Stored data entries:
···
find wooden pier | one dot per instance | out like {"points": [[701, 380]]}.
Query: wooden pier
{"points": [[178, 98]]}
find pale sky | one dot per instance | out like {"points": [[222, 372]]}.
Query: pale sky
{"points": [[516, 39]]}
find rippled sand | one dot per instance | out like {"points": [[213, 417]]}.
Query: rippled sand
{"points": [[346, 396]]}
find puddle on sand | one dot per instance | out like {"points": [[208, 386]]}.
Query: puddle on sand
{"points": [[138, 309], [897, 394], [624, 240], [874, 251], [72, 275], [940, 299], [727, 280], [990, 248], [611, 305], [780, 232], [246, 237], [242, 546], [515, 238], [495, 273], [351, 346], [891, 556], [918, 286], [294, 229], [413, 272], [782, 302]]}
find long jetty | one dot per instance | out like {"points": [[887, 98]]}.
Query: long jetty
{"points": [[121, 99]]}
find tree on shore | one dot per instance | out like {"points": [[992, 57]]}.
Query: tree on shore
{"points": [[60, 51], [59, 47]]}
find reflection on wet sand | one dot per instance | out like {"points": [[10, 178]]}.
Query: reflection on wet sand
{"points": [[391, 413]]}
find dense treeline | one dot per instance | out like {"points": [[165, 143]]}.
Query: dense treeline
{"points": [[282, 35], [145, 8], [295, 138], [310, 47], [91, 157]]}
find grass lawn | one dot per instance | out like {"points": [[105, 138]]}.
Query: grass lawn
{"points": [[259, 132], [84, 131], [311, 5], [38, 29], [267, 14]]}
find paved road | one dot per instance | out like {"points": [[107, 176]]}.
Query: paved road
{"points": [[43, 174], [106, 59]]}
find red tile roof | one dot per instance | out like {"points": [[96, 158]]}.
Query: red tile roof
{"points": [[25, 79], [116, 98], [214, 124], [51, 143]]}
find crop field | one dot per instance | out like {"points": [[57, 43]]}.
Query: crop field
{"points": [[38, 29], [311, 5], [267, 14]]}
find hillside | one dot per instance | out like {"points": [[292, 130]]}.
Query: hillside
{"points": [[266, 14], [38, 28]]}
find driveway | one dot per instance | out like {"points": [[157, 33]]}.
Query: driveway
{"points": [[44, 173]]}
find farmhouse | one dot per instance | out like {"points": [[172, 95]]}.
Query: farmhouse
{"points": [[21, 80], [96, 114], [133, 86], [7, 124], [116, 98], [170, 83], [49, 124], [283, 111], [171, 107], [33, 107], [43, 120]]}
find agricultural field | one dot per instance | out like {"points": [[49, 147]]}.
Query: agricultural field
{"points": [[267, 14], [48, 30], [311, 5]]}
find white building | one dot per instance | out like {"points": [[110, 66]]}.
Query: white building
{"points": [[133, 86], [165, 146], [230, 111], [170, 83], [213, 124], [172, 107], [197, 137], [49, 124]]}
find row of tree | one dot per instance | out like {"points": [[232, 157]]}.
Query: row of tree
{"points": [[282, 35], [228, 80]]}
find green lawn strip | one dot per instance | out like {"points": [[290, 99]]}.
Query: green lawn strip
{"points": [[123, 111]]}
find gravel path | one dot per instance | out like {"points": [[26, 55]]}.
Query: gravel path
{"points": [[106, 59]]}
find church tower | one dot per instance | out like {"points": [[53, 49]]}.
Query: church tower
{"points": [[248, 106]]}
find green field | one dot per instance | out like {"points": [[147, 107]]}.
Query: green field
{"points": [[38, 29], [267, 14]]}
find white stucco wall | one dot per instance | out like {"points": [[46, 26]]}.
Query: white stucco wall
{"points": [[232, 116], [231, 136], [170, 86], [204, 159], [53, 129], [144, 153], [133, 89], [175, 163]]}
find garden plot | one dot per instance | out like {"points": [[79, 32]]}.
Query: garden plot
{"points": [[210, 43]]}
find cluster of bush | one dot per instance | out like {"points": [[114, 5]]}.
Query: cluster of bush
···
== Task description ==
Output every line of the material above unchanged, in its original order.

== Task solution ==
find wooden pier | one dot per instance | out like {"points": [[701, 380]]}.
Query: wooden pier
{"points": [[178, 98]]}
find pale sky | one dot per instance | out like {"points": [[222, 372]]}.
Query: pale sky
{"points": [[516, 39]]}
find rippled sand | one dot per instance | out like {"points": [[213, 417]]}.
Query: rippled sand
{"points": [[346, 396]]}
find puddle on sand | one dot per instance | out like {"points": [[208, 386]]}.
Query: puddle on sand
{"points": [[138, 309], [897, 394], [624, 240], [874, 251], [72, 275], [940, 299], [727, 280], [990, 248], [611, 305], [780, 232], [246, 237], [242, 546], [515, 238], [495, 273], [351, 346], [891, 556], [918, 286], [294, 229], [413, 272], [782, 302]]}
find long jetty | one dot per instance | out like {"points": [[887, 98]]}.
Query: long jetty
{"points": [[121, 99]]}
find tree on shore | one dot per instance | out like {"points": [[992, 57]]}.
Query: tree on shore
{"points": [[60, 51], [59, 47]]}
find reflection on wet sand | one dot per instance | out like {"points": [[10, 178]]}.
Query: reflection on wet sand
{"points": [[391, 413]]}
find dense treeline | one dot per instance | out like {"points": [[165, 143]]}.
Query: dense treeline
{"points": [[282, 35], [145, 8], [295, 138], [310, 47], [91, 157]]}
find grass lawn | one dot per instance | out like {"points": [[105, 138]]}.
Query: grass lawn
{"points": [[259, 132], [84, 131], [311, 5], [38, 29], [267, 14]]}
find paved road | one dot per instance | out like {"points": [[107, 176]]}.
Query: paved road
{"points": [[43, 174], [106, 59]]}
find red tile roof | one dot per instance | out like {"points": [[96, 158]]}.
Query: red tile roof
{"points": [[25, 79], [116, 98], [214, 124], [51, 143]]}
find crop field | one dot per instance | out like {"points": [[57, 43]]}.
Query: crop field
{"points": [[38, 29], [311, 5], [267, 14]]}
find hillside | one dot per instance | out like {"points": [[292, 130]]}.
Query: hillside
{"points": [[266, 14], [38, 28]]}
find driveway | one dot per instance | out like {"points": [[157, 33]]}.
Query: driveway
{"points": [[44, 173]]}
find farmhouse | one dot per instance | out like {"points": [[172, 95]]}.
Query: farmhouse
{"points": [[21, 80], [96, 114], [133, 86], [7, 124], [116, 98], [170, 83], [49, 124], [283, 111], [171, 107], [33, 107], [43, 120]]}
find agricultural field | one dot per instance | out like {"points": [[49, 147]]}.
Query: agricultural field
{"points": [[267, 14], [48, 30], [311, 5]]}
find white building | one dot per instance | out like {"points": [[110, 66]]}.
Query: white building
{"points": [[133, 86], [165, 146], [230, 111], [170, 83], [213, 124], [172, 107], [197, 137], [49, 124]]}
find row of tree | one dot per instance | out like {"points": [[232, 157]]}.
Query: row of tree
{"points": [[282, 35], [228, 80]]}
find green lawn strip | one dot per instance | out like {"points": [[290, 99]]}.
Query: green lawn strip
{"points": [[123, 111]]}
find gravel path | one dot per instance | out like {"points": [[26, 55]]}.
Query: gravel path
{"points": [[106, 59]]}
find church tower | one dot per instance | out like {"points": [[53, 49]]}.
Query: church tower
{"points": [[248, 106]]}
find green field | one dot per instance | out like {"points": [[147, 107]]}.
Query: green field
{"points": [[38, 29], [267, 14]]}
find white stucco wall | one dot per instance | out like {"points": [[46, 26]]}.
Query: white stucco wall
{"points": [[232, 116], [231, 136], [170, 86], [204, 159], [53, 129], [144, 153], [133, 89], [175, 163]]}
find garden plot | one dot per instance | out like {"points": [[79, 32]]}.
Query: garden plot
{"points": [[210, 43]]}
find cluster of bush | one dot per instance | out like {"points": [[114, 5]]}.
Query: cluster of bush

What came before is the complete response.